##### DATA SECTION #####

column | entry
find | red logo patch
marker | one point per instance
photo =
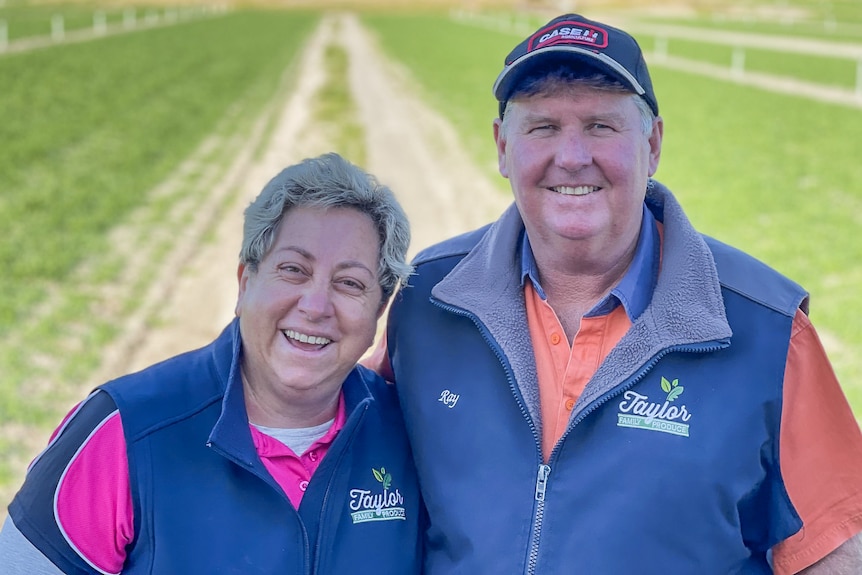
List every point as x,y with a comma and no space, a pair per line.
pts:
569,33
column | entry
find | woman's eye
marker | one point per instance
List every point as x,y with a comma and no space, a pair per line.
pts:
290,269
352,285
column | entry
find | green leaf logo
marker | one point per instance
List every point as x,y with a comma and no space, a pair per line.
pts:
672,388
382,477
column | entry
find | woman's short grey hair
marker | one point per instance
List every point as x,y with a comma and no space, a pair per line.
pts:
557,79
330,181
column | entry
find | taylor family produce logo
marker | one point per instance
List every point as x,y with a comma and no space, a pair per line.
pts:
367,505
637,411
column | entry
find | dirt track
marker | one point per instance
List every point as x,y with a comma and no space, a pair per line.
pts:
409,147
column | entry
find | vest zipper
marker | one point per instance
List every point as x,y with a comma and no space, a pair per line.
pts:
544,470
541,486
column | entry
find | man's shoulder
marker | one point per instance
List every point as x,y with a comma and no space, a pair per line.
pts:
454,247
750,277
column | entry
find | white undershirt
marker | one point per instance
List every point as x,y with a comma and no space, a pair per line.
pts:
299,439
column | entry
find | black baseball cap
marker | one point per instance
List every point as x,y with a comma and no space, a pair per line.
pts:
573,39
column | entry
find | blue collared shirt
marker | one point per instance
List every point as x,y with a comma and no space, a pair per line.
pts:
633,291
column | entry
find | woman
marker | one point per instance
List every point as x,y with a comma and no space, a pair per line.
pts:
269,450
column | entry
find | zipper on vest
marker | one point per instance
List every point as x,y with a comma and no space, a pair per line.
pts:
538,518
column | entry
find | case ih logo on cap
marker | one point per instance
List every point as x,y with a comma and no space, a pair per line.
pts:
569,33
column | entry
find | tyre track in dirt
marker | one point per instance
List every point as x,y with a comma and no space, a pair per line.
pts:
410,148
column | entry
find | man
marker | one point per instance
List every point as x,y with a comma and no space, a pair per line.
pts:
589,384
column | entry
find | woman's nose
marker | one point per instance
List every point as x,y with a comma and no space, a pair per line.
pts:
316,301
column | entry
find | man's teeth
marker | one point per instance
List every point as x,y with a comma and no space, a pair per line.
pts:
576,191
312,339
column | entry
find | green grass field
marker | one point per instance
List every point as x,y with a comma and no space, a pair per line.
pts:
775,175
88,131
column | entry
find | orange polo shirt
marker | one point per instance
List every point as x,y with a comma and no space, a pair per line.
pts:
820,441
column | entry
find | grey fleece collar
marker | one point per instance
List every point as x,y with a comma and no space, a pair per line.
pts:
686,306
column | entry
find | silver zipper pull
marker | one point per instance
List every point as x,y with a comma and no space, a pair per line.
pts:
542,481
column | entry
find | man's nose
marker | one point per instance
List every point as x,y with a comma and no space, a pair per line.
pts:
573,151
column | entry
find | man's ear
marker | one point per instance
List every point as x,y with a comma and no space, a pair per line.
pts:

#####

▸ **PROBLEM DESCRIPTION**: Nothing but the pictures may be dropped; output the records above exactly.

▸ **RESPONSE TO THE TASK**:
column | entry
find | red logo patch
marker | one point per instance
photo =
List every point as x,y with a comma and no space, a pair per line.
pts:
569,33
column | entry
find | woman's eye
marker | one point per instance
List every point as x,y with a comma and no space, a pair per line.
pts:
290,269
352,285
column | entry
find | green leaf logo
marker | one point per instance
List every point as x,y with a comma and no space, a pair per line.
pts:
672,388
382,477
column | entry
find | woman's short grey hair
marker | one point per instance
List every point as x,y with a comma and no space, a pair per line.
pts:
557,79
330,181
column | entry
find | taylor family produce logo
marker | one point per instance
List every point as x,y with a comma and no space, a pair per line.
pts:
367,505
637,411
column | entry
find | dirt track
marker | one point per instance
List every point as x,y with a comma and no space, a pair per line.
pts:
409,147
column | entry
find | vest zipper
marker | one point per instance
List every point as x,y with a comma and no space, a pair per line.
pts:
544,470
541,486
column | entry
find | man's shoulder
marker | one point per instance
List every point as x,y with a comma and no space, a pair per line.
pts:
454,247
750,277
column | entry
find | white undershirt
marker | one point per instance
List every point as x,y with a comma and no space, a pair per line.
pts:
299,439
column | entry
find | black baseball cap
marker | one point per instance
List every point as x,y with a comma and no space, a pair per line.
pts:
573,39
column | entry
find | blue collared shirt
marker | one point per instance
List every point as x,y with a comma and no space, a pair per line.
pts:
633,291
column | entry
find | woman
marker | one point per instance
List every point as x,y with a comma and no space, a pair per line.
pts:
269,450
column | entry
find | zipper on vest
marker | one point per instance
List every point as x,y with a comma and no space, a pair per line.
pts:
538,518
column | entry
find | case ih logo on cap
marker | one point per instance
List every point as x,y with a comma and no space, a pair per line.
pts:
569,33
column | entry
find | tyre track in dirt
marker | one point per instance
List every point as x,y with a comma and no space, a pair per line.
pts:
410,148
column | entry
find | man
marker | one point per instance
List every point as x,y with a comma and no space, a pair per line.
pts:
589,384
column | entry
find | woman's nose
marker | one point per instance
List every point as x,y with a comma and no space, a pair per line.
pts:
316,301
column | entry
find | man's teeth
marker | one point per instance
List every point as x,y with a comma and no space, a pair per line.
pts:
576,191
312,339
column | entry
find | green grass field
marker | one point per instance
List every point as x,y with a comma and no space, a pair per line.
pts:
775,175
88,131
column | entry
find | orange polo shirt
marker | one point per instance
List every point as x,y with a comma and no space, a pair per line.
pts:
820,441
column | entry
find | grey fleece collar
marker | one point per instance
List every point as x,y with a comma and no space, a pair per line.
pts:
686,306
column | entry
find | silver zipper pull
marker | one point per instance
List every point as x,y with a comma and no space, a pair per line.
pts:
542,481
column | entry
find | man's nose
marker | one point per instance
List every point as x,y with a comma and no space, a pair per line.
pts:
573,151
column | entry
find | man's ear
marker | one point per instance
List every point as x,y with a comma and no space, a pair per line.
pts:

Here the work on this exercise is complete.